Tooele Transcript Bulletin – News in Tooele, Utah

September 11, 2018
So many of us suffer from this form of vision loss

“What’s that?” 

The words were an excited explosion coming from the mouth of two-year-old Landon Johnson, who was on an evening walk.

The donkey down the street was braying loudly, as he often does. It’s a sound I’m used to. I know it’s there. I just don’t pay attention to it. Apparently, there are many things I don’t really pay attention to any more.

“The sky!”

“Sheep. Baa!”

“A bird!”

“A Dog!”

“Cows!”

“Rocks!”

Our walk was very exciting, and very slow, because, Landon sees everything with joy, anticipation and excitement. I had gone out to boost my heart rate by walking fast. As soon as we left the house I could see that exercise, with a heightened heart rate, wasn’t going to be a result of our walk. Yet, my heart rate was accelerated just by having Landon point out all the things I have become blind to.

As we progressed up the road I began to ask myself, “How can I rediscover joy from everything around me?” Is there something to be done to remove this kind of cataract?

Just two or three days earlier, walking up this very road, I talked with a friend about how her sight had been failing. Two weeks earlier her doctor had removed a cataract from one of her eyes. This coming week she is going in to have a cataract removed from her other eye. As a result, her sight will be greatly improved as the clouded, natural lens of her eye is removed and replaced with an interocular, artificial lens by her surgeon. 

Such cataracts often develop slowly and can affect one or both eyes. They are most commonly due to aging. And, while I don’t currently have physical cataracts on my eyes, Landon has shown me that I have developed, through age or other factors, a different type of cloudy lens leading to decreased vision.

My guess is that I’m not alone. There are likely millions of us who suffer from this same form of vision loss. Luckily, surgery will not be needed, but our quality of life can be improved by following simple sensory loss prevention protocols.

Wear sunglasses when going out each day for sensory improvement sessions. Walk, play outdoor games or ride a bicycle. Increase your heart rate, through exercise, and by focusing on exercising your senses. Take note of the natural world’s beauty all around you. Listen to the sounds, see the people and animals, feel wonder at the beauty of it all. 

If all this fails, take a two-year-old, like Landon, with you to act as your guide. Listen as he says, “What’s that?” And then, let the excited explosion coming from him heal your blindness.

Lynn Butterfield lives in Erda and is a managing broker for a real estate company.

> _Exercises_:
• A. Reproduce the passage of the vision-loss column starting at "Such cataracts often" and ending at "loss prevention protocols.".
• B. In the vision-loss column, list every thing Landon names aloud in the one-line exclamations quoted during the walk.
The records come from a source unrelated to the column on vision loss.

> _Supplied material_:
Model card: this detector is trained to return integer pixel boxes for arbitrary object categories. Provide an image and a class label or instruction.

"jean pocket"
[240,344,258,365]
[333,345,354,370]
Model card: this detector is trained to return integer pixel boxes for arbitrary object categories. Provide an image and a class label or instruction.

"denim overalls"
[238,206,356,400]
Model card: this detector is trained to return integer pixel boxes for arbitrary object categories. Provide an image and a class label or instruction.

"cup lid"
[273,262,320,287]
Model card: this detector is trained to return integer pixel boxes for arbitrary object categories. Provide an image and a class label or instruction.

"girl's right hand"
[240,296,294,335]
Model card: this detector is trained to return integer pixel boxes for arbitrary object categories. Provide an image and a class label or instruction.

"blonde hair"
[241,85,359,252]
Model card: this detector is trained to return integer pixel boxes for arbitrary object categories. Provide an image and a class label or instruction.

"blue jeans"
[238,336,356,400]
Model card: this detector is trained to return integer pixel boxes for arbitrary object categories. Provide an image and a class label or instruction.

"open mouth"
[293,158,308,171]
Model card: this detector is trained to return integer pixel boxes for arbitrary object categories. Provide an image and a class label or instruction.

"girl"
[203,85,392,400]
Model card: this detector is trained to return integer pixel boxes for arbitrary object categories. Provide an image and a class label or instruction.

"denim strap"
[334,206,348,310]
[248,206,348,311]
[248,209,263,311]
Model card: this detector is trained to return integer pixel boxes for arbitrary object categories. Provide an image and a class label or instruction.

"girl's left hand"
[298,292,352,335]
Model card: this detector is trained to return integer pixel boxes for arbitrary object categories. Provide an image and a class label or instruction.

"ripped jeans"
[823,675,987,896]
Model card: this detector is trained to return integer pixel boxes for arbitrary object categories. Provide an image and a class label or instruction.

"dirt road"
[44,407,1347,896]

> _Responses by task_:
• A.
Such cataracts often develop slowly and can affect one or both eyes. They are most commonly due to aging. And, while I don’t currently have physical cataracts on my eyes, Landon has shown me that I have developed, through age or other factors, a different type of cloudy lens leading to decreased vision.

My guess is that I’m not alone. There are likely millions of us who suffer from this same form of vision loss. Luckily, surgery will not be needed, but our quality of life can be improved by following simple sensory loss prevention protocols.

• B.
- the sky
- sheep
- a bird
- a dog
- cows
- rocks